__MATERIAL FOR THE TASK__

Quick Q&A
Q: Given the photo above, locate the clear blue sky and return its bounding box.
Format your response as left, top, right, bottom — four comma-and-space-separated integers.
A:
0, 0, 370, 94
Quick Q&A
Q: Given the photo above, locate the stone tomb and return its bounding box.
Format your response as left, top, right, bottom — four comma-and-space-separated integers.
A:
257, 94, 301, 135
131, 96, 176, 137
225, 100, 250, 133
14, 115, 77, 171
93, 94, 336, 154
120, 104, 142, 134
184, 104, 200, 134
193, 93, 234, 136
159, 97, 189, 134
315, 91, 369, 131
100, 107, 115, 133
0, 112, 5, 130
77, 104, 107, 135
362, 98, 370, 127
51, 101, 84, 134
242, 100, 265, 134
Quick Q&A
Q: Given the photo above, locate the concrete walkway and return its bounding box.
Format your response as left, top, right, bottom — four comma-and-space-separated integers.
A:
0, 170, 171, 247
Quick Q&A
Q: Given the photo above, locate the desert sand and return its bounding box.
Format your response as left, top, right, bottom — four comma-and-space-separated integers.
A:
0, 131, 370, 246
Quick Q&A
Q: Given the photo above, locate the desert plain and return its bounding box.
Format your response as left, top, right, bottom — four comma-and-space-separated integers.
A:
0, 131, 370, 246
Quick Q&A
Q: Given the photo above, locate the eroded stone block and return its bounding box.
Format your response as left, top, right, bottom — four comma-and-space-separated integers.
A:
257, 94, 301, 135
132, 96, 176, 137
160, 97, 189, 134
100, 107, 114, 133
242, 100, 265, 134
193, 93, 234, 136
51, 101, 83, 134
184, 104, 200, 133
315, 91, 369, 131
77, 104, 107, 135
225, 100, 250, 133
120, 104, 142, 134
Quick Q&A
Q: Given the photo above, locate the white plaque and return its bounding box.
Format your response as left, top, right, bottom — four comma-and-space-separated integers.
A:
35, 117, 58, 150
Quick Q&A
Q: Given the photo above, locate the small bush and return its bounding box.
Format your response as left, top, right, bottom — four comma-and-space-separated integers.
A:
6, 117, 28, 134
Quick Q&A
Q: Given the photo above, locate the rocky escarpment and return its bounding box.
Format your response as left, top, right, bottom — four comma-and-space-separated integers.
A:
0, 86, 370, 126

* * *

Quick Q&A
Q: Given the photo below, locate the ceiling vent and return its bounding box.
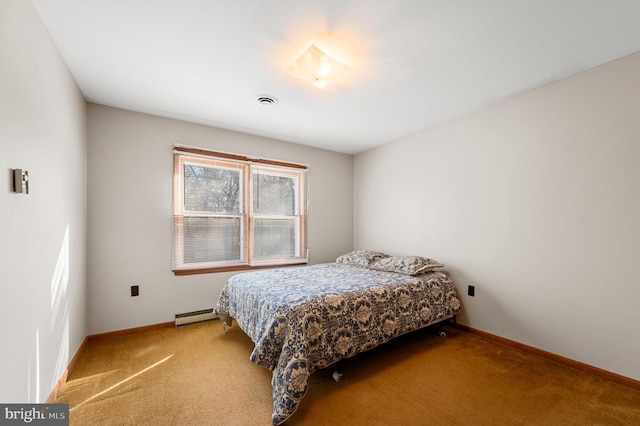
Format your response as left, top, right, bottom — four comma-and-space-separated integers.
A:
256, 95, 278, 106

__TASK TO COMPLETE__
Please count the lines above that contain the string "desert" and reply with only that number.

__ANSWER TO THIS PROBLEM__
2